(DATA RECORDS)

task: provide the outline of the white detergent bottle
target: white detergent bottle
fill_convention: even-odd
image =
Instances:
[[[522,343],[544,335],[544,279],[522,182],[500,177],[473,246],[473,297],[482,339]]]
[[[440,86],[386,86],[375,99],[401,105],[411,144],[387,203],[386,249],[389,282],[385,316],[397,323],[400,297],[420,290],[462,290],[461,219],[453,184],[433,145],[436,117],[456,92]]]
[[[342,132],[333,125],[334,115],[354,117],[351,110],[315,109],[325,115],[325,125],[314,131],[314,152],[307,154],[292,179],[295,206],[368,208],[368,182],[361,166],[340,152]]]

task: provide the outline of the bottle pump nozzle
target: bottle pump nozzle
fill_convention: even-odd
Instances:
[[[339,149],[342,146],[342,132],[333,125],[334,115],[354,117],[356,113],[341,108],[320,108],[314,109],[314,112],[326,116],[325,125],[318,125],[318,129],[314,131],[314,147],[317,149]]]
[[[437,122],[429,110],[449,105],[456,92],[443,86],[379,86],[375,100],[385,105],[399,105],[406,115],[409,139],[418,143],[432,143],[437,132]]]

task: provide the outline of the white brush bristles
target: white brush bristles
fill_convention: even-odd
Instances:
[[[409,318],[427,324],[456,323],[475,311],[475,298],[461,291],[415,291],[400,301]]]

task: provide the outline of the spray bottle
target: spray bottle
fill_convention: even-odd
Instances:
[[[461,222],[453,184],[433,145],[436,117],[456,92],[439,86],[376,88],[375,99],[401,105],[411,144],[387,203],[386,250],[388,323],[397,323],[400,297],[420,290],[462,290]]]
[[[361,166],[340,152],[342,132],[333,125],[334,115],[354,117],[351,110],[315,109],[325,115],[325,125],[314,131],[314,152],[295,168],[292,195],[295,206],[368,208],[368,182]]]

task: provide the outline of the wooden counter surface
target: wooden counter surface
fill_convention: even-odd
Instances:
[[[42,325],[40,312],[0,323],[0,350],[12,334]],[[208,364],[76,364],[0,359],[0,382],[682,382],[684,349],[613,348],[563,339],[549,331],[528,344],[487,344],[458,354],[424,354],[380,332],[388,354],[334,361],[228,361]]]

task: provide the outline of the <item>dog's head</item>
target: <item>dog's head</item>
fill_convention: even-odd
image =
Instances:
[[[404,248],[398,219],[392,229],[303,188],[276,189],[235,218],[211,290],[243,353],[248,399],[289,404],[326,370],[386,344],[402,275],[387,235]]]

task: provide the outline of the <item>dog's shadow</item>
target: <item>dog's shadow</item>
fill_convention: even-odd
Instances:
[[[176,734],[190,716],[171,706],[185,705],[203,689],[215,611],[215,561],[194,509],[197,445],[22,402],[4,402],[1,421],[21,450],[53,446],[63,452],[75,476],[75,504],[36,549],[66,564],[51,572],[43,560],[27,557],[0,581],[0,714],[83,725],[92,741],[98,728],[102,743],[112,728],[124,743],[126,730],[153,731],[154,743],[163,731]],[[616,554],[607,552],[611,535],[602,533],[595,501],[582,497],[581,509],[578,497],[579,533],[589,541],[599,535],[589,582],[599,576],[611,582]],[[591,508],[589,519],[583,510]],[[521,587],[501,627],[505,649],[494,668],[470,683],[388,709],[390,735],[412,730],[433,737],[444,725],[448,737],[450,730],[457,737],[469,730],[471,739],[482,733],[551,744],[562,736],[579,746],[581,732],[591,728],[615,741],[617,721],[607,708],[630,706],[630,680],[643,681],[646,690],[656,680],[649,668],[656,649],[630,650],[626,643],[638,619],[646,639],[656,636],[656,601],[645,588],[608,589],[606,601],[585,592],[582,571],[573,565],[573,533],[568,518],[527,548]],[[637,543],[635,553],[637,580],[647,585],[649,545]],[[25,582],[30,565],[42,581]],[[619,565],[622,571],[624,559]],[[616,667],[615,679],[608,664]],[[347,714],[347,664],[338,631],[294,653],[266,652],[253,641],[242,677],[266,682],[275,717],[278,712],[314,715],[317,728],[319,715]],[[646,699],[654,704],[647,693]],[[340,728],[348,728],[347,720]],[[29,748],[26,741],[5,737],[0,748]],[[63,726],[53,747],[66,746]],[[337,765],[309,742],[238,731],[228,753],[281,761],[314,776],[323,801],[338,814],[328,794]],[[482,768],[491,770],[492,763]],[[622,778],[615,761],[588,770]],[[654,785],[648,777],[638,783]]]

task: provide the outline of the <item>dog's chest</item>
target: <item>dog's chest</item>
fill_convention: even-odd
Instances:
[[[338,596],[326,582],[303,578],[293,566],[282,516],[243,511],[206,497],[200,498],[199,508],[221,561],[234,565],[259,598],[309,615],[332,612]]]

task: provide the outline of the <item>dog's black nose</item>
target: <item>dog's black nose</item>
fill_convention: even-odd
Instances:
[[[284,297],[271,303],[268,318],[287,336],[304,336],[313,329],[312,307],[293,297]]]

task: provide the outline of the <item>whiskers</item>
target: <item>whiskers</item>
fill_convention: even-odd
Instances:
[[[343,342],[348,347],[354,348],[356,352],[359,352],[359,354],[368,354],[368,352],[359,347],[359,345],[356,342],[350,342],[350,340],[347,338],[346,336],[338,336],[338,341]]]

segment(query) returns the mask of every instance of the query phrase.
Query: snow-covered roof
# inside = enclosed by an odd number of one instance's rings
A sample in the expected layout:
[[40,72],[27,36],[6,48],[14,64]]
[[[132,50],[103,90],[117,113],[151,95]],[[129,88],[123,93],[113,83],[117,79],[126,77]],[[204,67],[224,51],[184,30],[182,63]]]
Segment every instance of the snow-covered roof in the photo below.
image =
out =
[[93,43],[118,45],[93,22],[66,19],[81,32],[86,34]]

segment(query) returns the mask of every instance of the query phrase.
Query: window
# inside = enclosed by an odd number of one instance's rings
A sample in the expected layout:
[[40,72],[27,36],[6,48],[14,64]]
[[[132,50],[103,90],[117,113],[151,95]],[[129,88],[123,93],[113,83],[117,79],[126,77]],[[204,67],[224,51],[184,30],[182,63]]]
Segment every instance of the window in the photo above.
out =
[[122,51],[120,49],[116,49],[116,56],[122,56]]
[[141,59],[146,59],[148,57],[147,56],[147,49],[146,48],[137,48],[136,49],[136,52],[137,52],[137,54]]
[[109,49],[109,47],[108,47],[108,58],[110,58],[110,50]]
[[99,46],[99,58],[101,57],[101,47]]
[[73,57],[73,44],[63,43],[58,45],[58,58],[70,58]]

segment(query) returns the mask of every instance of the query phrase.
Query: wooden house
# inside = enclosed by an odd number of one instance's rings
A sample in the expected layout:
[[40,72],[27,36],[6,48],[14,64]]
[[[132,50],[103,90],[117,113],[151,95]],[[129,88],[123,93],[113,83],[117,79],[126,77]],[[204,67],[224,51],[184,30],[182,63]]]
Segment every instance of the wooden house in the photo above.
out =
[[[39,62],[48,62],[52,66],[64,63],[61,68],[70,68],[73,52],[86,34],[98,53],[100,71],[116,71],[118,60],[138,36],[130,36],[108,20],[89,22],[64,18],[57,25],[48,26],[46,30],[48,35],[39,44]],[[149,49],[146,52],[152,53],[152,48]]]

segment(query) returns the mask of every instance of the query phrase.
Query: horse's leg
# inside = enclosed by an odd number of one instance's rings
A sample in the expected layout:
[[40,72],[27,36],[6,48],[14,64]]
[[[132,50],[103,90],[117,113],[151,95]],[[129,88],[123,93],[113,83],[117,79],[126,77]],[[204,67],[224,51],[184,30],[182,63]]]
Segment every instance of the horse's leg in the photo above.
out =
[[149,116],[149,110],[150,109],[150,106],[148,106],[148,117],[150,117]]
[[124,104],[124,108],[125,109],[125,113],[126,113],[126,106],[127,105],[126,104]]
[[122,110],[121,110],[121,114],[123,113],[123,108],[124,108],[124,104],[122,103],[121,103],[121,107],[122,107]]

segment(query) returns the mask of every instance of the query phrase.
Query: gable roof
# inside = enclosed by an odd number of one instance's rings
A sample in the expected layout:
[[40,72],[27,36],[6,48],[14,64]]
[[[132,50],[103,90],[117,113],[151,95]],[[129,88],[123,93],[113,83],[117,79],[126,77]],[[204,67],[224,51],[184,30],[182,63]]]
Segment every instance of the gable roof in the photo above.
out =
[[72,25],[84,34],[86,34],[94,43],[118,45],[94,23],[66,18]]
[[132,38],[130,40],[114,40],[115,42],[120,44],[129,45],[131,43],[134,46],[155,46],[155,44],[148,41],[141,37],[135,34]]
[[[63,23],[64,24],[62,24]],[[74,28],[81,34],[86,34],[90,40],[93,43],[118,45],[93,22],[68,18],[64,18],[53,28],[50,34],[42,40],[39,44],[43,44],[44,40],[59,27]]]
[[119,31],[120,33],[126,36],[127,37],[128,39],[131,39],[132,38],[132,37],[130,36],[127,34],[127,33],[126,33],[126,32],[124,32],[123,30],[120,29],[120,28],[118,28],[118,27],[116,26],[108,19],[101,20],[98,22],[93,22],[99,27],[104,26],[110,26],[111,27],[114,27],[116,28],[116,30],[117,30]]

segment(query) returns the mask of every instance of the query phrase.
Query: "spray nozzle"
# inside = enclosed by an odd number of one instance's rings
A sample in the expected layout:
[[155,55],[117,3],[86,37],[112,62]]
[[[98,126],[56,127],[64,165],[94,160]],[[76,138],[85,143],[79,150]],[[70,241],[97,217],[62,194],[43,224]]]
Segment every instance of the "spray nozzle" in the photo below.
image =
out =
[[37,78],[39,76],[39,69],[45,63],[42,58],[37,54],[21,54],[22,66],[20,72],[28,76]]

(SET TASK) Copy the part that opens with the line containing "task: provide the outline of the <item>whiskers</item>" and closes with the line containing "[[93,43],[118,45],[93,22],[66,19],[81,32],[86,34]]", swapping "snow-covered roof" for "tiled roof" and leaving everything else unchanged.

(EXERCISE RESPONSE)
task: provide the outline of the <item>whiskers</item>
target: <item>whiskers</item>
fill_convention: even-odd
Instances:
[[[343,342],[348,347],[354,348],[356,352],[359,352],[359,354],[368,354],[368,352],[359,347],[359,345],[356,342],[350,342],[350,340],[347,338],[346,336],[338,336],[338,341]]]

segment(query) returns the mask of every instance of the query phrase.
Query: tiled roof
# inside = enclosed by an odd number of one instance's rings
A sample in the expected layout:
[[40,72],[27,36],[6,48],[14,64]]
[[[132,50],[103,90],[117,113],[151,95]],[[129,88],[123,93],[113,83],[117,79],[126,77]],[[204,67],[224,51],[184,30],[182,63]]]
Segment every instance of the tiled roof in the photo below.
image =
out =
[[93,43],[118,45],[93,22],[66,19],[81,32],[86,34]]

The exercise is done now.